# Excerpt to read
╔══

Receptive field topology and visualization of data

Request a detailed protocol

We visualize the firing properties of individual spatially selective neurons as firing rate maps that reflect the activity of a neuron averaged over time spent in each location. We also show population activity by arranging all neurons belonging to one population according to the relative locations of their receptive fields (see Figure 2A–C), plotting a snapshot of their momentary firing rates. In the case of boundary-selective neurons such a population snapshot will yield an outline of the current sensory environment (Figure 2C). Naturally, these neurons may not be physically organized in the same way, and these plots should not be confused with the firing rate maps of individual neurons (Figure 2D). Hence, population snapshots (heat maps) and firing rate maps (Matlab ‘jet’ colormap) are shown in distinct color-codes (Figure 2).

Figure 2 with 1 supplement see all
Receptive field topology and visualization of neural activity.

(A1) Illustration of the distribution of receptive field centers (RFs) of place cells (PCs), which tile the environment. (A2) Receptive fields of boundary responsive neurons, be they allocentric (BVCs) or egocentric (PWb neurons), are distributed on a polar grid, with individual receptive fields centered on each delineated polygon. Two example receptive fields (calculated according to Equation 14) are overlaid (bright colors) on the polar grids for illustration. Note that each receptive field covers multiple polygons, that is neighboring receptive fields overlap. The polar grids of receptive fields tile space around the agent (red arrow head at center of plots), that is they are anchored to the agent and move with it (for both BVCs and PWb neurons). In addition, for PWb neurons the polar grid of receptive fields also rotates with the agent (i.e. their tuning is egocentric). (B1) As the agent (black arrowhead) moves through an environment, place cells (B2) track its location. (B2) Snapshot of the population activity of all place cells arranged according to the topology of their firing fields (see A1). (C1,2) Snapshots of the population activity for BVCs and boundary selective PW neurons (PWb), respectively. Cells are again distributed according to the topology of their receptive fields (see A2), that is each cell is placed at the location occupied by the centre of its receptive field in peri-personal space (ahead is shown as up for PW neurons; North is shown as up for BVCs). See Section on the transformation circuit, Video 1, and Figure 2—figure supplement 1 for the mapping between PW and BVCs patterns via the transformation circuit. (D1,2) Unlike snapshots of population activity, firing rate maps show the activity of individual neurons averaged over a whole trial in which the agent explores the environment, here for a place cell (D1) and for a boundary vector cell with a receptive field due East (D2, tuning distance roughly 85 cm).

https://doi.org/10.7554/eLife.33752.003
Video 1
Surface plots (heat maps) visualize theneural activity of populations of cells.

╚══

# Using the information
**a)** Answer these questions from the excerpt on receptive field topology, one answer a line, marked the same way:
(i) Which colormap is used for firing rate maps?
(ii) For which neurons does the polar grid of receptive fields also rotate with the agent?
(iii) What is the rough tuning distance of the boundary vector cell shown in D2?
**b)** Reproduce the part of the excerpt on receptive field topology between "We visualize the" and "color-codes (Figure 2).", inclusive.
**c)** Carry on the excerpt on receptive field topology, picking up after its final sentence.

# Dataset content
╔══

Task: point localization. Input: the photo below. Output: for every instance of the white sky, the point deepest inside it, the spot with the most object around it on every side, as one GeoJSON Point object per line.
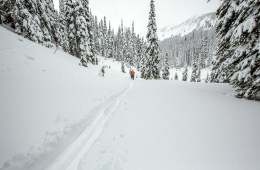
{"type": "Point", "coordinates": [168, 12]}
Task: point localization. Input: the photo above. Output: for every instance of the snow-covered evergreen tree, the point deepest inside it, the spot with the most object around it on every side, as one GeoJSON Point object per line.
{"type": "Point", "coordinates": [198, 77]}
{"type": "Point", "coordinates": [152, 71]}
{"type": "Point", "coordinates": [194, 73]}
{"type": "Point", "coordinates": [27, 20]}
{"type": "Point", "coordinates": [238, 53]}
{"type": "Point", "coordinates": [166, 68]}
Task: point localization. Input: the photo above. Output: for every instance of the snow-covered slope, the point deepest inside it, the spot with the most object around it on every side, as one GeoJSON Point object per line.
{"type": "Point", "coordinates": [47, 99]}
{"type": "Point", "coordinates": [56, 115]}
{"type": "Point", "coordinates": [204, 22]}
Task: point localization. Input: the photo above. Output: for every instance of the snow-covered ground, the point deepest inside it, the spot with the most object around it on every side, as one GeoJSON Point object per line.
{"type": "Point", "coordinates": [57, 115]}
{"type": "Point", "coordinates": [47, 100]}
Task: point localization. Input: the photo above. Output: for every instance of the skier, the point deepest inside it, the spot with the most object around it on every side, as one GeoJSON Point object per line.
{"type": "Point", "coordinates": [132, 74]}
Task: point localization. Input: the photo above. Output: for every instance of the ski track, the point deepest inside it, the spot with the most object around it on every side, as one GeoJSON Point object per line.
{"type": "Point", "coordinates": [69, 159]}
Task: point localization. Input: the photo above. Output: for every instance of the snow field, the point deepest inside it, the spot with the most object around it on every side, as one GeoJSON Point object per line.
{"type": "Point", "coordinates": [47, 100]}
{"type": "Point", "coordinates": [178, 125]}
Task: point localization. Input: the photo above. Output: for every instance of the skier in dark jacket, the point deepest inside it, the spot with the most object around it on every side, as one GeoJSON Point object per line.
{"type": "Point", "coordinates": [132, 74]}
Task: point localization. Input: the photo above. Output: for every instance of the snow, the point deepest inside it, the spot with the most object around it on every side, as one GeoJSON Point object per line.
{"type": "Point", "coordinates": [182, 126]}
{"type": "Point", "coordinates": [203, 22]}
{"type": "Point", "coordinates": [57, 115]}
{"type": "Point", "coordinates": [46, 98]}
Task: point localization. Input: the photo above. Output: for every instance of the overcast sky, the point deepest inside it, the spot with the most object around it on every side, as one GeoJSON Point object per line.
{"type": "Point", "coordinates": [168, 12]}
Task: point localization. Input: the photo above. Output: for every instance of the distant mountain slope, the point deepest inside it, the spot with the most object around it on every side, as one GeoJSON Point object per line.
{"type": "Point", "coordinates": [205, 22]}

╚══

# Your written answers
**a)**
(i) The Matlab 'jet' colormap.
(ii) PWb neurons (boundary selective PW neurons).
(iii) Roughly 85 cm.

**b)**
We visualize the firing properties of individual spatially selective neurons as firing rate maps that reflect the activity of a neuron averaged over time spent in each location. We also show population activity by arranging all neurons belonging to one population according to the relative locations of their receptive fields (see Figure 2A–C), plotting a snapshot of their momentary firing rates. In the case of boundary-selective neurons such a population snapshot will yield an outline of the current sensory environment (Figure 2C). Naturally, these neurons may not be physically organized in the same way, and these plots should not be confused with the firing rate maps of individual neurons (Figure 2D). Hence, population snapshots (heat maps) and firing rate maps (Matlab ‘jet’ colormap) are shown in distinct color-codes (Figure 2).

**c)**
The video shows a visualization of the simulated neural activity in the retrosplenial transformation circuit as a simulated agent moves in a simple, familiar environment (See Figure 2-figure supplement 1 for further details). Individual sublayers of the transformation circuit are shown in a circular arrangement around the head direction ring. Head direction cells track the agent's heading and confer a gain modulation on the retrosplenial sublayers. The transformation circuit then drives boundary vector cells (see main text). Surface plots (heat maps) visualize the neural activity of populations of cells. Individual cells correspond to pixels/polygons on the heat maps (compare to figures). Cells are arranged according to the distribution of their receptive fields; however, this arrangement does not necessarily reflect anatomical relations. Bright colors indicate strong firing. Abbreviations: PWb, Parietal Window, egocentric boundary representations (ahead is up); HDCs, Head Direction Cells; TR, Retrosplenial transformation sublayers; BVCs, Boundary Vector Cells (North is up); egoc. agent view, egocentric field of view of the agentwithin the environment, purple outlines denote visibleboundary segments which correspond to sensoryinputs to the PWb (ahead is up); alloc. agent position, allocentric position of the agent in the environment (North is up).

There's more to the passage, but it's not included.